▶ _Brief_: The answer must be an exact copy of every record.

======

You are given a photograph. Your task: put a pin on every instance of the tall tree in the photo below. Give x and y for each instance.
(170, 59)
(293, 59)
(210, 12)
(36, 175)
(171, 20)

======

▶ _Output of the exercise_:
You are given a photograph. Your task: put a pin on every instance of the tall tree in the photo below. Give x and y for each instance.
(170, 59)
(293, 59)
(210, 12)
(36, 175)
(171, 20)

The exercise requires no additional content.